Given instruction
Rewrite the entries from the beginning through the line containing "[[0, 147, 286, 299], [215, 84, 450, 163]]", putting "enclosing rectangle" wherever "bounding box" appears and keeping everything else the same.

Source records
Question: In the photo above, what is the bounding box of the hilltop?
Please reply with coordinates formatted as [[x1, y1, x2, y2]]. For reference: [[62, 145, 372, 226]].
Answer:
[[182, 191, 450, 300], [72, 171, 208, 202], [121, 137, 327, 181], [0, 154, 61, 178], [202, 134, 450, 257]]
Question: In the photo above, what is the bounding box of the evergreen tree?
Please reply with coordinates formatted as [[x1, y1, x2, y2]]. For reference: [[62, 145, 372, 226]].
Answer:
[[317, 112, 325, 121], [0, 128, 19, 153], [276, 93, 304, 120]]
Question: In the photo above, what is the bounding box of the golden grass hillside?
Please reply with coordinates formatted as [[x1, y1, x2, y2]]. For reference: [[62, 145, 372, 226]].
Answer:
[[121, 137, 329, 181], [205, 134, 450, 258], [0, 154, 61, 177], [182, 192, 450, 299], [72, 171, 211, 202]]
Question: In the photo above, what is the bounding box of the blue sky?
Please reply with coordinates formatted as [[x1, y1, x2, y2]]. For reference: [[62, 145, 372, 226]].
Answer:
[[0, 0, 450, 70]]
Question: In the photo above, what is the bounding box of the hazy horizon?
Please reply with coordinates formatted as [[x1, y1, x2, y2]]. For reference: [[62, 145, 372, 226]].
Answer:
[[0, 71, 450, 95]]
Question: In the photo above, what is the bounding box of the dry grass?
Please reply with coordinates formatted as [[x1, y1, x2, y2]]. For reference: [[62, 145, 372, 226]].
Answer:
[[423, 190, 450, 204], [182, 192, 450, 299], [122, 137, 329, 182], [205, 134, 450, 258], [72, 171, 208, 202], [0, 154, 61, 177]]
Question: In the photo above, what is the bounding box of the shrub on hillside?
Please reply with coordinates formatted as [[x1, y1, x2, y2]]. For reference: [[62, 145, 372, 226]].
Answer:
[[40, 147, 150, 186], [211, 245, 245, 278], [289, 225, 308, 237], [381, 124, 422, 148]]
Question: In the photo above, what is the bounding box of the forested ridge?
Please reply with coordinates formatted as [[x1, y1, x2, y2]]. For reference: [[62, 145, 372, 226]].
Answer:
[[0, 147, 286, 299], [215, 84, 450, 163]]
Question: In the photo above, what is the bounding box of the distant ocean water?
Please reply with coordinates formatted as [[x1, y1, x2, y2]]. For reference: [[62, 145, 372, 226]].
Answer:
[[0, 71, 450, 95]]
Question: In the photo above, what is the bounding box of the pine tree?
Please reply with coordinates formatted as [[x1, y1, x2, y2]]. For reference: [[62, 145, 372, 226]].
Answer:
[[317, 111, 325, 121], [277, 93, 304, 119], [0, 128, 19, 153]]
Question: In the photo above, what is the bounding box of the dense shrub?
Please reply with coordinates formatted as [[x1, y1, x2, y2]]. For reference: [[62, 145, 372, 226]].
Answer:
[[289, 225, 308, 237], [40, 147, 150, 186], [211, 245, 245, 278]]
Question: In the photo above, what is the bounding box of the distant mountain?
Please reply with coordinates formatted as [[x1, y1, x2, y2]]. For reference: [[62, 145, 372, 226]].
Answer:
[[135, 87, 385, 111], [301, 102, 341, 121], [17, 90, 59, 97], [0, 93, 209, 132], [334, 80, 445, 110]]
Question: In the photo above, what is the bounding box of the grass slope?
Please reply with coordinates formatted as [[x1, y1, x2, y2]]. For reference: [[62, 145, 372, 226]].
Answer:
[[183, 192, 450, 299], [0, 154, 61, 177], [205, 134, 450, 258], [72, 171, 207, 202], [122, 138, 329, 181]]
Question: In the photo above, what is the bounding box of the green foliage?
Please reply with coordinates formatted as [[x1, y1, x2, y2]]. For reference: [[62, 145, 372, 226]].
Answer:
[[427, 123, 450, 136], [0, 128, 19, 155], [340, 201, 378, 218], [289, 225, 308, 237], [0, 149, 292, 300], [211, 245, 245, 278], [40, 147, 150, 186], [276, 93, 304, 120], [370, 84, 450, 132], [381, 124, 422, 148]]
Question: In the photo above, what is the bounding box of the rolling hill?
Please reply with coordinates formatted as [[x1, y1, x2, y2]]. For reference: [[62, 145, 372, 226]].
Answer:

Result
Question: In the photo above, what is the enclosing rectangle of the hilltop?
Please reply with coordinates formatted as [[x1, y1, x2, y2]]. For reference: [[62, 145, 372, 226]].
Answer:
[[182, 191, 450, 300], [72, 171, 208, 202], [121, 137, 327, 181], [0, 154, 61, 178], [202, 134, 450, 257]]
Question: In the photo above, what is the enclosing rectangle of the evergreen tree?
Please reply with coordinates formatted as [[x1, y1, x2, y2]]. For reference: [[62, 145, 372, 226]].
Answer:
[[317, 112, 325, 121], [0, 128, 19, 153], [276, 93, 304, 120]]
Question: In the photo above, what is the enclosing rectangle of the golden grass hillside?
Please reply with coordinates formatted as [[x1, y1, x2, y2]]. For reference: [[62, 145, 372, 226]].
Answer:
[[121, 137, 329, 181], [205, 134, 450, 258], [0, 154, 61, 177], [182, 192, 450, 299], [72, 171, 211, 202]]
Question: In the photo above, what is the enclosing rectangle of the blue sky?
Please reply with coordinates formatted as [[x1, y1, x2, y2]]. For reference: [[62, 145, 372, 226]].
Answer:
[[0, 0, 450, 70]]
Question: In the photo above, what is the enclosing rectangle of the hazy horizon?
Please reply with coordinates formatted as [[x1, y1, x2, y2]]. For reference: [[62, 145, 372, 226]].
Answer:
[[0, 71, 450, 95]]
Question: In the photo above, what is the enclosing rectangle of the dry grass?
Please reply with coordinates formatted as [[x1, y1, x2, y2]]. For reference: [[62, 145, 372, 226]].
Answer:
[[423, 190, 450, 204], [182, 192, 450, 299], [122, 137, 329, 182], [205, 134, 450, 258], [72, 171, 208, 202], [0, 154, 61, 177]]
Question: In the photo above, what is the enclosing rectangle of the shrub on hillside?
Please reply with coordinates formatted as [[x1, y1, x2, y2]]. For reference: [[62, 145, 372, 226]].
Answer:
[[40, 147, 150, 186], [211, 245, 245, 278], [289, 225, 308, 237], [381, 124, 422, 148]]
Question: In the photo above, what is the enclosing rectangle of the forested ridge?
Please reply with coordinates formatted as [[x1, y1, x2, y2]]. For reference: [[62, 145, 372, 226]].
Answer:
[[0, 147, 286, 299], [215, 84, 450, 163]]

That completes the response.